--- To do ---
Copy the data below without changes, from the line containing "Would you be so kind as to mark the leafy" up to and including the line containing "column 221, row 205", and output nothing else.

--- Extracted material ---
_ _ _ _ _ _ _

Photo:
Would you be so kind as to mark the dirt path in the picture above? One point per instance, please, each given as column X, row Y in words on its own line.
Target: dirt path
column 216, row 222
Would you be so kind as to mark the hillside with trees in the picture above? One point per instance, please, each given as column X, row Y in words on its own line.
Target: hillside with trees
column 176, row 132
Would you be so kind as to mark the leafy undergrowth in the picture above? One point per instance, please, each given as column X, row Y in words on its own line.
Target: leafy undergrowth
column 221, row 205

_ _ _ _ _ _ _

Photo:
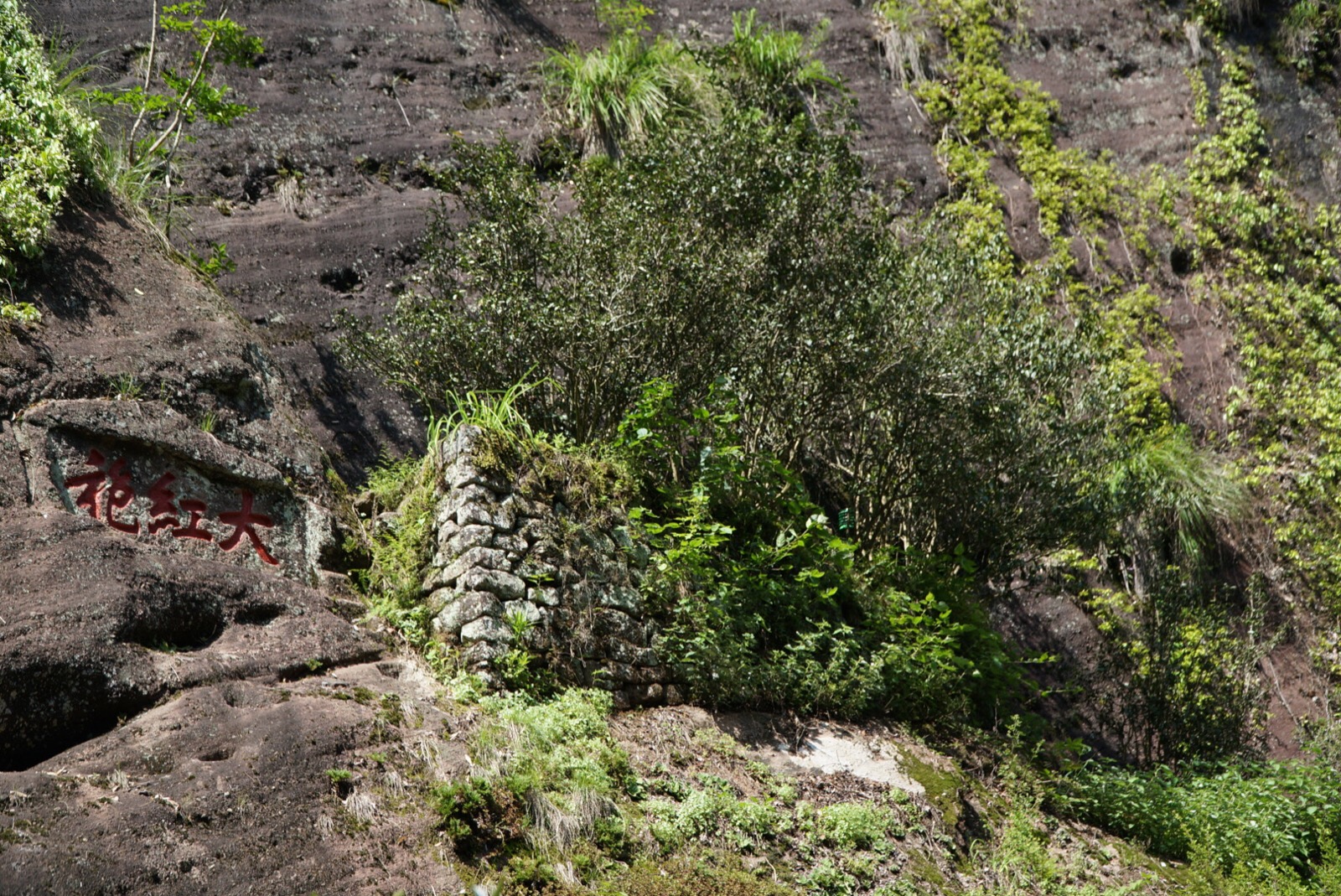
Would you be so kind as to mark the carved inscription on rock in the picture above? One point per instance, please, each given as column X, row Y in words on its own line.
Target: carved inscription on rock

_ _ _ _ _ _ _

--- Task output ---
Would you be so kind as to mark the leafy undergrowth in the picture above? One point per instance, please, each given as column X, row Y in words on its own line.
Target: leafy undergrowth
column 221, row 205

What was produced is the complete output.